■ Extrait du texte ■

· · ·

P.P. : C’est pour cela que je dis que je suis dans un travail de dessin. Le papier n’est effectivement qu’un support pour produire des « images ». Il n’est pas organique mais clinique. C’est sa neutralité qui rend intéressante toute intervention, qui la renvoie à ses déterminations organiques. Comme chez J. P. Raynaud c’est le blanc du carrelage qui par contraste fera apparaître comme organique tout le reste. Pour moi aussi, le moindre point, la moindre couleur, la moindre défloration suppose ce support blanc et neutre, riche de choses à incarner. Mais cela ne doit pas passer par des images violentes : Le Cri de Munch doit résumer l’acte de crier, le porter à son expression maximale. Je cherche plutôt à aller vers le moins d’image, vers le très peu, vers le plus silencieux possible.

· · ·

■ Données sources ■

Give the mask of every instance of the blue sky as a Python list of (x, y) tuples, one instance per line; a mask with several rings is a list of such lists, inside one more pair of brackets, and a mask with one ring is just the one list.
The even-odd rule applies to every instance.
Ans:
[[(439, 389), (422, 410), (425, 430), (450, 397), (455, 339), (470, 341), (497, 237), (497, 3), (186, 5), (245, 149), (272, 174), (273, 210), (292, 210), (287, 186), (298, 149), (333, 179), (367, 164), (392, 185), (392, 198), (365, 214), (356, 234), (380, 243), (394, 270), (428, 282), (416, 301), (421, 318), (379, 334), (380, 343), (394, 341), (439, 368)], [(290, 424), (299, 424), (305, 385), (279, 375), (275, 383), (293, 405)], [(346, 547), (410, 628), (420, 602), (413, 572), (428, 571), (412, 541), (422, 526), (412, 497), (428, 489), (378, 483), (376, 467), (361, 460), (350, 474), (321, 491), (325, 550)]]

· · ·

Recopiez intégralement, s'il vous plaît, l'extrait sur le travail de dessin et le support blanc, sans en modifier un seul mot ni un signe de ponctuation.

P.P. : C’est pour cela que je dis que je suis dans un travail de dessin. Le papier n’est effectivement qu’un support pour produire des « images ». Il n’est pas organique mais clinique. C’est sa neutralité qui rend intéressante toute intervention, qui la renvoie à ses déterminations organiques. Comme chez J. P. Raynaud c’est le blanc du carrelage qui par contraste fera apparaître comme organique tout le reste. Pour moi aussi, le moindre point, la moindre couleur, la moindre défloration suppose ce support blanc et neutre, riche de choses à incarner. Mais cela ne doit pas passer par des images violentes : Le Cri de Munch doit résumer l’acte de crier, le porter à son expression maximale. Je cherche plutôt à aller vers le moins d’image, vers le très peu, vers le plus silencieux possible.